(Extracted data entries)
-------------------------
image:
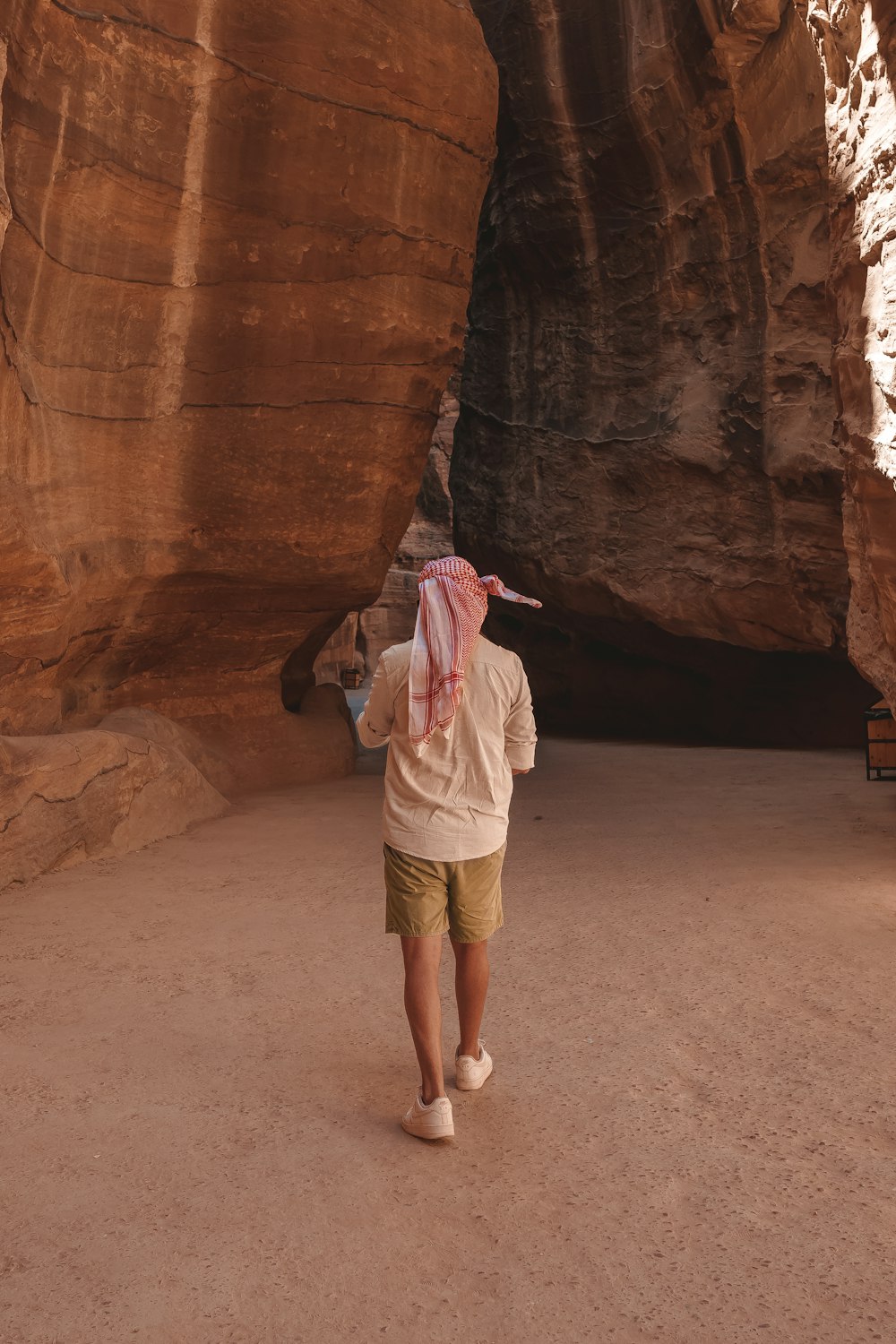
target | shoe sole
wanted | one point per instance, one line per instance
(445, 1132)
(476, 1086)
-------------------------
The records above are to be restated word for word, excluding all pictures.

Solution —
image:
target | shoe sole
wanted | one point per instance, one line per instance
(445, 1132)
(476, 1086)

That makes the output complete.